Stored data
- - -

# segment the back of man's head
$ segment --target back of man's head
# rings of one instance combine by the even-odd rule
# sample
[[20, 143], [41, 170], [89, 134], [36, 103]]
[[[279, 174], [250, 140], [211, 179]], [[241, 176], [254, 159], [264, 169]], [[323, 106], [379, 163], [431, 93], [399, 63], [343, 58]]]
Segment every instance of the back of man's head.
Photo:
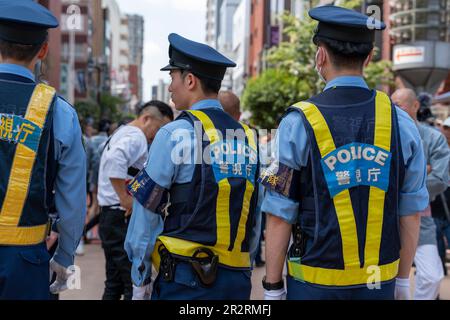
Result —
[[100, 122], [98, 123], [98, 132], [106, 132], [108, 133], [109, 130], [111, 129], [111, 120], [108, 119], [102, 119], [100, 120]]
[[239, 121], [241, 118], [241, 101], [231, 91], [219, 92], [219, 100], [224, 111], [228, 113], [234, 120]]
[[166, 103], [158, 100], [152, 100], [144, 104], [138, 112], [138, 118], [150, 114], [156, 118], [168, 118], [173, 121], [173, 110]]
[[0, 39], [0, 55], [2, 61], [13, 61], [21, 64], [29, 64], [40, 53], [43, 46], [40, 44], [19, 44]]
[[322, 36], [314, 36], [314, 43], [327, 50], [331, 63], [336, 70], [362, 71], [364, 62], [372, 52], [373, 43], [353, 43]]

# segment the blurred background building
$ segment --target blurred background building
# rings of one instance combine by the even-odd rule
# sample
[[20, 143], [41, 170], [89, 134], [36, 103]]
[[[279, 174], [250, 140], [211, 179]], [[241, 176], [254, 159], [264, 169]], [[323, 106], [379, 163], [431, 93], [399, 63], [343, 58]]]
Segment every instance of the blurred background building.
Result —
[[133, 112], [143, 99], [144, 18], [123, 14], [115, 0], [38, 2], [60, 21], [50, 31], [44, 80], [72, 104], [111, 94]]

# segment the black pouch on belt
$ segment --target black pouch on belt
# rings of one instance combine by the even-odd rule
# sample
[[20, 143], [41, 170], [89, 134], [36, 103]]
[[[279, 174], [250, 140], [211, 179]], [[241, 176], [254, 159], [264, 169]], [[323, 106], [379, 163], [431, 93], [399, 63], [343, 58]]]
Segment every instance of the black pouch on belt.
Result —
[[175, 260], [173, 259], [170, 252], [166, 249], [166, 247], [164, 247], [164, 245], [159, 246], [158, 253], [161, 257], [159, 272], [162, 275], [164, 281], [171, 282], [175, 277]]
[[[206, 255], [206, 257], [200, 257], [200, 255]], [[190, 263], [201, 284], [205, 287], [211, 287], [217, 278], [219, 256], [216, 256], [209, 249], [201, 248], [194, 253]]]

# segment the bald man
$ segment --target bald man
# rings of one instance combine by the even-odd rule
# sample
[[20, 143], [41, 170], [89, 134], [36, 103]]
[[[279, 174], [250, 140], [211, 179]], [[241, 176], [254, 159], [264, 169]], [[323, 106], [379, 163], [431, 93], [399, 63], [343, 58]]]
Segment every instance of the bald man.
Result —
[[[433, 201], [448, 186], [450, 151], [447, 141], [439, 131], [417, 121], [420, 103], [413, 90], [397, 90], [392, 95], [392, 101], [417, 124], [428, 164], [427, 189], [430, 201]], [[436, 225], [429, 208], [422, 213], [419, 245], [414, 263], [417, 268], [415, 299], [435, 300], [439, 295], [444, 271], [437, 248]]]
[[420, 102], [413, 90], [407, 88], [398, 89], [392, 95], [392, 101], [417, 122]]
[[241, 101], [231, 91], [221, 91], [219, 93], [219, 101], [226, 113], [234, 120], [241, 119]]

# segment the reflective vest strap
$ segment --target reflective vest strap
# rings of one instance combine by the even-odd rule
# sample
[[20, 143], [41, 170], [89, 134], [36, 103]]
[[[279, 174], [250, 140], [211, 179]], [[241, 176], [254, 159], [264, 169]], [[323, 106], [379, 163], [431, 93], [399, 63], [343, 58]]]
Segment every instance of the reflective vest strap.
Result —
[[47, 237], [50, 225], [17, 228], [0, 225], [0, 245], [32, 246], [39, 244]]
[[[377, 92], [375, 112], [375, 146], [391, 151], [392, 104], [383, 92]], [[369, 215], [365, 246], [365, 266], [378, 265], [380, 261], [381, 235], [383, 232], [384, 202], [386, 193], [370, 188]]]
[[[219, 142], [220, 136], [214, 126], [211, 118], [202, 111], [189, 111], [193, 114], [203, 126], [208, 135], [211, 145]], [[217, 194], [216, 204], [216, 226], [217, 226], [217, 242], [216, 246], [220, 248], [229, 248], [231, 244], [231, 221], [230, 221], [230, 196], [231, 185], [228, 179], [224, 179], [218, 183], [219, 191]], [[169, 248], [168, 248], [169, 249]], [[169, 251], [171, 251], [169, 249]]]
[[256, 138], [255, 134], [252, 129], [250, 129], [249, 126], [247, 126], [245, 123], [241, 123], [242, 128], [245, 130], [245, 134], [247, 135], [248, 144], [250, 147], [252, 147], [255, 150], [258, 150], [258, 146], [256, 145]]
[[[244, 123], [241, 123], [241, 126], [245, 130], [245, 134], [247, 135], [247, 140], [248, 140], [250, 147], [255, 150], [258, 150], [254, 132], [250, 129], [249, 126], [247, 126]], [[234, 242], [233, 252], [237, 252], [237, 253], [240, 252], [242, 243], [245, 240], [246, 226], [247, 226], [248, 216], [250, 213], [250, 203], [252, 201], [252, 196], [253, 196], [254, 191], [255, 191], [255, 186], [249, 180], [247, 180], [245, 194], [244, 194], [244, 203], [242, 205], [241, 218], [239, 220], [238, 232], [237, 232], [236, 240]]]
[[296, 280], [323, 286], [355, 286], [391, 281], [397, 277], [399, 260], [382, 266], [324, 269], [288, 262], [289, 274]]
[[[42, 130], [54, 97], [55, 89], [43, 84], [37, 85], [31, 96], [25, 119], [34, 123]], [[10, 172], [8, 189], [0, 213], [0, 227], [16, 228], [19, 225], [20, 217], [28, 196], [28, 189], [36, 156], [36, 152], [29, 149], [27, 146], [23, 144], [17, 145]], [[30, 230], [34, 229], [31, 228]], [[42, 237], [40, 234], [41, 230], [37, 230], [36, 232]], [[19, 231], [16, 233], [18, 236], [24, 234], [24, 232]], [[28, 236], [24, 235], [22, 240], [26, 242], [27, 239]], [[15, 240], [20, 241], [20, 239]]]
[[189, 110], [188, 112], [202, 123], [203, 129], [205, 130], [205, 133], [212, 145], [220, 141], [220, 136], [216, 127], [214, 126], [214, 123], [206, 113], [195, 110]]
[[[322, 158], [335, 151], [336, 145], [333, 136], [319, 108], [306, 102], [298, 103], [294, 107], [303, 112], [306, 120], [311, 125]], [[342, 255], [345, 268], [359, 266], [361, 262], [358, 250], [358, 236], [350, 192], [344, 190], [333, 199], [333, 202], [342, 236]]]
[[304, 113], [306, 119], [313, 128], [322, 158], [336, 150], [333, 136], [331, 135], [327, 122], [319, 108], [312, 103], [307, 102], [297, 103], [294, 107], [300, 109]]
[[235, 253], [241, 252], [242, 243], [245, 240], [247, 221], [250, 213], [250, 202], [252, 200], [253, 191], [255, 191], [255, 186], [249, 180], [247, 180], [244, 193], [244, 202], [242, 204], [241, 218], [239, 219], [237, 236], [233, 246], [233, 252]]

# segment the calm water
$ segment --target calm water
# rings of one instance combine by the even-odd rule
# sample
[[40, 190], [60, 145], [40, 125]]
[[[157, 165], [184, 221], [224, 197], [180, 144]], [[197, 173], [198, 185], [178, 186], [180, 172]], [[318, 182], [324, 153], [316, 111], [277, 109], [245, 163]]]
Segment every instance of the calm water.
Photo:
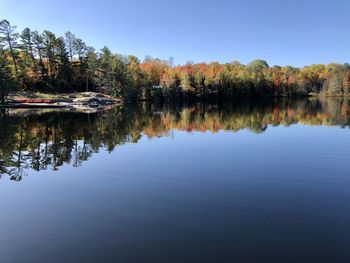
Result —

- - -

→ **YOUR ASSIGNMENT**
Of all the entries above, repeat only the lines from the line that has "# segment the reflective vest strap" to the line that has "Segment every instance of the reflective", both lines included, exactly.

→ **ANSWER TO THIS TASK**
# segment the reflective vest strap
$ segment --target reflective vest strap
# rings of one instance combine by the even-odd rule
# sample
[[20, 143], [41, 170], [89, 134], [36, 103]]
[[[279, 174], [250, 140], [211, 179]], [[241, 176], [254, 159], [264, 169]], [[323, 106], [379, 163], [431, 93], [399, 63], [343, 58]]]
Segment every instance of the reflective vest strap.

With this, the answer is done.